---- Selected text
Can It

27 November 2006



Spam Composes 90% of All E-mail

E-mail used to be a very effective way of passing along small bits of information. For people in different time zones, this meant one could stay in touch without having to time a phone call. Now, though, the inbox is more likely filled with garbage from people one doesn’t know. According to one study, spam now makes up 90% of all e-mail.

A Reuters report says that US email security company Postini “has detected 7 billion spam e-mails worldwide in November compared to 2.5 billion in June.” The same report says “Spam in Britain has risen by 50 percent in the last two months alone, according to Internet security company SurfControl.” Spamhaus, a body that keeps tabs on this kind of thing, says that 80% of the spam out there originates from 200 illegal gangs.

Once upon a time, it might have been cute to hijack someone else’s network and send out e-mails to prove that one could do it (which meant that the operating system and network software needed fixing). However, it is now about profit. The very same Reuters report says that spam costs $1,000 per employee per year in lost productivity and higher computing bills. While that is a pretty mushy figure, presuming its order of magnitude is close to correct, spam costs the global economy a great deal.

Those who think this is a problem for computer departments miss the point. Buying Viagra, herbal medicines and sexual performance enhancers on line is the problem. Quite simply, spam is profitable for the people sending it. Take the profit motive away, and there is every likelihood that spam will cease to be a problem.

This points up the great failing of economics as it is applied in the real world. It is seen as a thing in itself rather than as a quantified system of studying human wants and their fulfillment. When someone makes a trade with someone else, the basis of the exchange is not numerical but emotional and often irrational. Why is one product more expensive than another? Quite simply because people want it more and are willing to pay more for it. Supply and demand curves and all the rest just put numbers to this.
--------
---- Collected material
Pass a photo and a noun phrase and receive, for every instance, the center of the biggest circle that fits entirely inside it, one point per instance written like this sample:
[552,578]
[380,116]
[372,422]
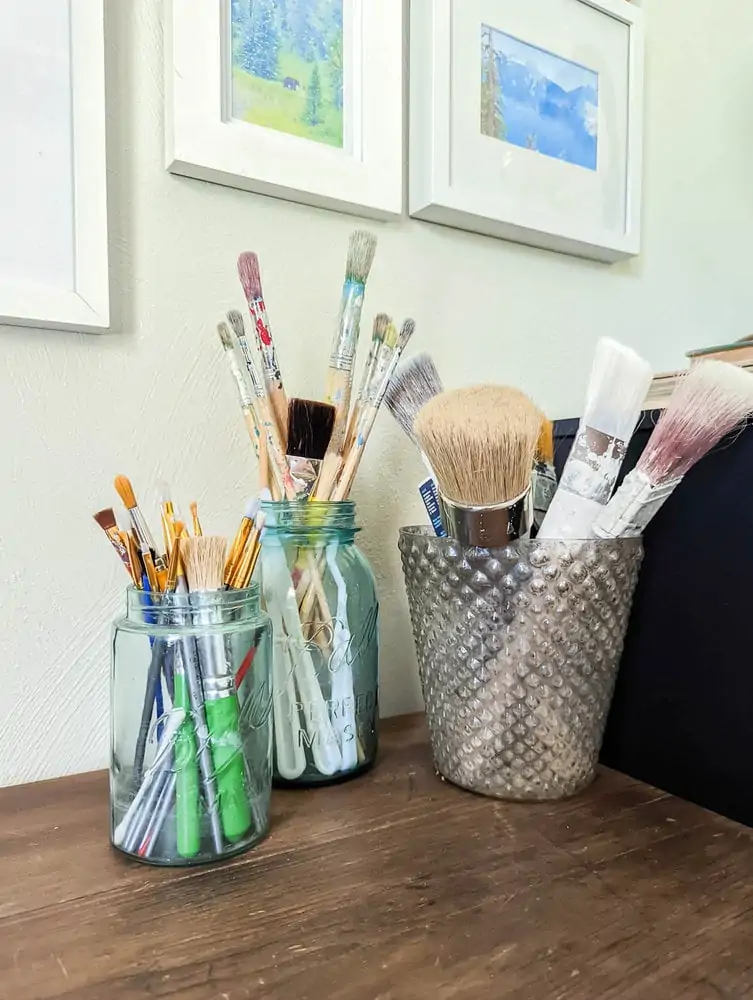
--------
*Instructions*:
- A) In the article on spam, how many spam e-mails worldwide did Postini detect in November?
- B) Repeat word for word the part of the article on spam that opens with the words containing "E-mail used to" and closes with "200 illegal gangs.".

*Answers for the exercise*:
- A) 7 billion

- B)
E-mail used to be a very effective way of passing along small bits of information. For people in different time zones, this meant one could stay in touch without having to time a phone call. Now, though, the inbox is more likely filled with garbage from people one doesn’t know. According to one study, spam now makes up 90% of all e-mail.

A Reuters report says that US email security company Postini “has detected 7 billion spam e-mails worldwide in November compared to 2.5 billion in June.” The same report says “Spam in Britain has risen by 50 percent in the last two months alone, according to Internet security company SurfControl.” Spamhaus, a body that keeps tabs on this kind of thing, says that 80% of the spam out there originates from 200 illegal gangs.